- _Task goal_: Print, please, the line that contains "Expected behaviour: a marker sits on the white t-shirt, one" and each line after it to the end of the entries, unchanged and with nothing else.

Location identification items
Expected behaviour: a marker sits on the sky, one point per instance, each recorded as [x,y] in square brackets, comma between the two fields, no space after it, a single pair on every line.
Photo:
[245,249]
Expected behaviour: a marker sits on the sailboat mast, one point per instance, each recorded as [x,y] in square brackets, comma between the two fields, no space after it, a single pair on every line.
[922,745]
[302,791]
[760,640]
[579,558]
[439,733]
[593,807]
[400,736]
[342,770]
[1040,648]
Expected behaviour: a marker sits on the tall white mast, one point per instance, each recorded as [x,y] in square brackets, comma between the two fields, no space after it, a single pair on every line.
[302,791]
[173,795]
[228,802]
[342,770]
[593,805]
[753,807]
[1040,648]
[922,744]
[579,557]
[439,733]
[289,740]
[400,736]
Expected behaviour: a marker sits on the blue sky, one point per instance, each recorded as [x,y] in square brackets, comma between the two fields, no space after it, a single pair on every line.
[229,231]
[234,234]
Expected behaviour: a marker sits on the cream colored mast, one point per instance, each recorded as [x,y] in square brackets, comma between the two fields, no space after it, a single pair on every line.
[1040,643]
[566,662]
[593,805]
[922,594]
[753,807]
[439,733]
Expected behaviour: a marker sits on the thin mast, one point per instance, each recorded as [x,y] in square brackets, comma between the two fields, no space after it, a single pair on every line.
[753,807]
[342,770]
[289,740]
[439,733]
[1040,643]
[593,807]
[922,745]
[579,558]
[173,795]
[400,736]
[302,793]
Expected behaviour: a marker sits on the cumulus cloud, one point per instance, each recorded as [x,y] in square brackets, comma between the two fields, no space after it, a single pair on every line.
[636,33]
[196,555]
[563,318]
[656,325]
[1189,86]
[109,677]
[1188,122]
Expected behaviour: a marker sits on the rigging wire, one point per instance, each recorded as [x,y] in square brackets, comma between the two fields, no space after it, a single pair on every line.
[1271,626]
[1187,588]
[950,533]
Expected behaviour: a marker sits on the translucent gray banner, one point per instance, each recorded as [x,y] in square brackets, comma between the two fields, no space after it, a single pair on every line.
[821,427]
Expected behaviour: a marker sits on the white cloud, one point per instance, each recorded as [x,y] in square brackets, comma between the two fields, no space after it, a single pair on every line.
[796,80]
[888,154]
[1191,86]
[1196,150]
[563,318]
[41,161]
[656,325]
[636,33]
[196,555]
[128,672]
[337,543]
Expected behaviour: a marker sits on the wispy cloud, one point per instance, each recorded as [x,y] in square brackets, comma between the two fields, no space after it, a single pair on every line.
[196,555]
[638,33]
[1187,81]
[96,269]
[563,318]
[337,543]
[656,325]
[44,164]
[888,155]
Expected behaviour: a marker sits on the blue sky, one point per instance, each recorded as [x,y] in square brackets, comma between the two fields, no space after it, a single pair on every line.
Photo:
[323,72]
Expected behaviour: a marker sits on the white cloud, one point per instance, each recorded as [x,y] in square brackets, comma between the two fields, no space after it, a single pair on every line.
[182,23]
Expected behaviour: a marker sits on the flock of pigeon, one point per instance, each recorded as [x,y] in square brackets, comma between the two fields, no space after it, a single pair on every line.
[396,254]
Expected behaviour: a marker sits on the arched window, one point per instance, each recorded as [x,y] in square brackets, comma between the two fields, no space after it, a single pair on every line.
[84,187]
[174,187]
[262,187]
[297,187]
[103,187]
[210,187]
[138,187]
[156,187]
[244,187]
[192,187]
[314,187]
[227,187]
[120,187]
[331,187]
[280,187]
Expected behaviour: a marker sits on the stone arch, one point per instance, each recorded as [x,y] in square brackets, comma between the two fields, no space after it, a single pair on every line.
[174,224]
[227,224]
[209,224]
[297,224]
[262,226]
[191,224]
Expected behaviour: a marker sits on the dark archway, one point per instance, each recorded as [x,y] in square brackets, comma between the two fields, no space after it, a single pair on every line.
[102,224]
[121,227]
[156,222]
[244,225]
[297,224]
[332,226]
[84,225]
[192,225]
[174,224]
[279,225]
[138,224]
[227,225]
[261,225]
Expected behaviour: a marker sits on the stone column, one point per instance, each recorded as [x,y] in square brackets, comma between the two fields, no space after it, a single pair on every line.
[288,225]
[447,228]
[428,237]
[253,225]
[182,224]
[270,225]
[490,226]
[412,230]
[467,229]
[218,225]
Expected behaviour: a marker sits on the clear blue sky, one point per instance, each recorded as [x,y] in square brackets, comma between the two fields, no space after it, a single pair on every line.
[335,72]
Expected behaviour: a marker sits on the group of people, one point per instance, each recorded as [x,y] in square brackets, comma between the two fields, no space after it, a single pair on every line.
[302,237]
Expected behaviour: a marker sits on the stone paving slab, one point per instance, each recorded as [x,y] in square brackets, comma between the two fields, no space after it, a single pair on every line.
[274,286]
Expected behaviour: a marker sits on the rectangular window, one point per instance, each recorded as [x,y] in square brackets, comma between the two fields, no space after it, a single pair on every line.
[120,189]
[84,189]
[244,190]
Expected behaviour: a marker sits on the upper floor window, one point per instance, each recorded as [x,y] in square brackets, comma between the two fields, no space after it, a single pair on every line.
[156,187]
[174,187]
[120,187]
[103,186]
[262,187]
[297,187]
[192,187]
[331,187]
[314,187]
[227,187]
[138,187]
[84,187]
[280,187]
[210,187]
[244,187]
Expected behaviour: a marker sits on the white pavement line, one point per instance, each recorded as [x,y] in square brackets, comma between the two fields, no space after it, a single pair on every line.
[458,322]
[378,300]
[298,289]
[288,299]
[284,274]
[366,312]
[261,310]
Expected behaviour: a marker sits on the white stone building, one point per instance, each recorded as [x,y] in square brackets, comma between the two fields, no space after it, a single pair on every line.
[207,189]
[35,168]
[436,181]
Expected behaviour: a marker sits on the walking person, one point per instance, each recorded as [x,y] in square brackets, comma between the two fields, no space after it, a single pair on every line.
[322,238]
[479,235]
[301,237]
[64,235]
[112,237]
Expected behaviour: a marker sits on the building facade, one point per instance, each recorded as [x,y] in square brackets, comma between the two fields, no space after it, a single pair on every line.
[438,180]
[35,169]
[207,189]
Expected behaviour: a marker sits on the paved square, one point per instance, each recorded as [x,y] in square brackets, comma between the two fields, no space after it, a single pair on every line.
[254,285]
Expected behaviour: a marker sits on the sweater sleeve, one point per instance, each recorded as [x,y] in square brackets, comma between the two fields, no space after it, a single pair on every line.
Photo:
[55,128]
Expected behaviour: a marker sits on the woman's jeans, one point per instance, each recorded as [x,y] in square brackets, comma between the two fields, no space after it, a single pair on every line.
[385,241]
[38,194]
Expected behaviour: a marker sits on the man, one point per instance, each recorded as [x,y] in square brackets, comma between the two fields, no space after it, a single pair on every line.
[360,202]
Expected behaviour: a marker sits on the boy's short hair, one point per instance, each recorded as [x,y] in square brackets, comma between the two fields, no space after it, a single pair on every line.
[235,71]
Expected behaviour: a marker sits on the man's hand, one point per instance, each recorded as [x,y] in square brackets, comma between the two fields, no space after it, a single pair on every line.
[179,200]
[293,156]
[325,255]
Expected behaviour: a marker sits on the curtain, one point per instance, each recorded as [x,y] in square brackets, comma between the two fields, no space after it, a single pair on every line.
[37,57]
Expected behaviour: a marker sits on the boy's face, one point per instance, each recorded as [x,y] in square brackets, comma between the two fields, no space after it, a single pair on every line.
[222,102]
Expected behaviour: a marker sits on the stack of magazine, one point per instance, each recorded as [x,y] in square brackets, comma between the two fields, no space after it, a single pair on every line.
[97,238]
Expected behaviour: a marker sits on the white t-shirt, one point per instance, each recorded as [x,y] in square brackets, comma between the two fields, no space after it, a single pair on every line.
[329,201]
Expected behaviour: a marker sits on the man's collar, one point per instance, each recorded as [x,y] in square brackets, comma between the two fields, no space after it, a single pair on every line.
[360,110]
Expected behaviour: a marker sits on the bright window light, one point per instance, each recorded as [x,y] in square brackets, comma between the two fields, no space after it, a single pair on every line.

- _Output for this exercise_:
Expected behaviour: a marker sits on the white t-shirt, one point per instance, each recorded as [x,y] in square brackets, comma between the two fields, no space after it, a single pair on every line.
[329,201]
Expected behaviour: a marker sits on the man's collar, one point per instance, each recorded as [x,y] in square brackets, comma between the two fields, no space after it, a single pair on every line.
[360,110]
Expected behaviour: a marker sits on the bright window light, one point per instance, each recorded as [x,y] in square brackets, comma between the two fields, no space after it, a single pair on every line.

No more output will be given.